_SELECTED PASSAGE_:
= Beginning of Section =

Monday, January 3, 2011

The Dogs of the Stasi


It is well known that the East German Ministry for State Security, usually just called the Stasi, spied on a significant proportion of the East German population. Police dogs were part of this repressive environment.

Not all uses of police dogs by the Stasi were particularly unusual. Most of the Stasi’s dogs, about 534 by 1988, performed guard and border duty. The agency also had 26 scent and tracking dogs, 15 “smell differentiation” dogs, and 10 bomb dogs. The dogs were trained in Pretzsch, a town near Leipzig.

Tracking dogs were used in criminal investigations, much the way they are used in the U.S., but by 1975 they began to follow spies and other enemies of the state. They were found valuable in this function because they did not need to remain in sight of the subject, but could follow at a sufficient distance that the subject would not know he was being followed. If the subject threw away a cigarette or gum wrapper and the dog alerted to it, it could be saved for further evaluation, though this was before the period of DNA testing.

The most interesting use of police dogs concerned scent identification, a method analyzed by Dutch and other researchers, but adapted by the unique paranoia of the Stasi. As early as 1973, the Stasi began collecting smell samples of a large number of citizens. Sometimes this was done with a special chair that the subject was asked to sit on during a visit to the police station. The chair had a dust cloth on top of the seat that was clamped into place by a removable frame. The subject had to sit in the chair for ten minutes, but after the interrogation was over, the dust cloth was removed and stored in a glass jar.

= End of Section =

_EXPLORE THE MATERIAL_:
1. According to the passage on the Stasi's dogs, where were the Stasi's dogs trained?
2. Copy the passage on the Stasi's dogs starting at "Not all uses" and ending at "of DNA testing.", swapping in "explosives dogs" wherever "bomb dogs" appears.
3. Write what follows the last sentence of the passage on the Stasi's dogs.
The rows that come next are not needed to work with the passage on the Stasi's dogs.

_RECORDED DATA_:
= Beginning of Section =

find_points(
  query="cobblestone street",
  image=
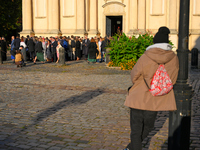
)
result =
(76, 106)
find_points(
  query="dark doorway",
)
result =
(112, 25)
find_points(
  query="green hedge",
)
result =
(125, 51)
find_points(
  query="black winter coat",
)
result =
(92, 50)
(3, 50)
(17, 43)
(78, 49)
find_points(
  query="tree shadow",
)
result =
(197, 43)
(71, 101)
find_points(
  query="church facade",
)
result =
(104, 17)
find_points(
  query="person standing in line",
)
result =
(78, 49)
(17, 42)
(73, 47)
(23, 49)
(81, 48)
(12, 52)
(3, 49)
(39, 51)
(31, 48)
(104, 44)
(44, 45)
(54, 44)
(66, 47)
(58, 50)
(49, 55)
(92, 51)
(99, 52)
(85, 45)
(143, 105)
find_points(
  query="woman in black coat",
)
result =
(39, 51)
(49, 55)
(78, 48)
(31, 48)
(92, 51)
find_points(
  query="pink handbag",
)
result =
(161, 83)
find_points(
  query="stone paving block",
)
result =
(55, 148)
(24, 146)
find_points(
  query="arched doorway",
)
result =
(113, 24)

= End of Section =

_EXPECTED OUTPUTS_:
1. They were trained in Pretzsch, a town near Leipzig.

2.
Not all uses of police dogs by the Stasi were particularly unusual. Most of the Stasi’s dogs, about 534 by 1988, performed guard and border duty. The agency also had 26 scent and tracking dogs, 15 “smell differentiation” dogs, and 10 explosives dogs. The dogs were trained in Pretzsch, a town near Leipzig.

Tracking dogs were used in criminal investigations, much the way they are used in the U.S., but by 1975 they began to follow spies and other enemies of the state. They were found valuable in this function because they did not need to remain in sight of the subject, but could follow at a sufficient distance that the subject would not know he was being followed. If the subject threw away a cigarette or gum wrapper and the dog alerted to it, it could be saved for further evaluation, though this was before the period of DNA testing.

3.
Sometimes Stasi officials did not bother with being subtle and merely told subjects to put a cloth under their armpits or even under their pants in the groin area. The cloth was carefully handled by tweezers in an effort not to allow contamination by other human scents. The picture shows scent jars, of which the Stasi eventually had thousands.

Scent lineups were used in much the same way as they have been used in other countries in an effort to match a perpetrator’s scent to that of a suspect in a lineup of jars with the scents of foils. Kristie Macrakis, who has a fascinating chapter on this subject in her book on the Stasi, says that by 1982 the Stasi even started developing a “smell vacuum cleaner,” presumably working on an idea similar to what led to the scent transfer unit. The STU 100 was not patented in the U.S. until 1998.

In 1979, the Stasi began to use scent identification in an attempt to find dissidents. A favored form of resistance in East Germany involved printing and distributing flyers that the East German government regarded as subversive. The people who printed the flyers, and those who distributed them, had become careful to avoid touching anything that could take a fingerprint. So the Stasi tried to use scent identification to find the perpetrators. Ms. Macrakis reports that in one instance Stasi handlers tried to match the smells of 51 suspects to odors on flyers, but without success. They did find a match to an informant, however, who was working both with the subversives and the government. The dog’s identification apparently overcame the informant’s claim that he was out of town when the flyers were distributed.

The records of the Stasi's use of scent differentiation dogs could conceivably provide valuable statistics on canine scent identification. On the other hand, in the paranoid world of the Stasi, dogs and handlers may have been encouraged to identify suspects, meaning that the records may include many false positives that would make the results scientifically suspect.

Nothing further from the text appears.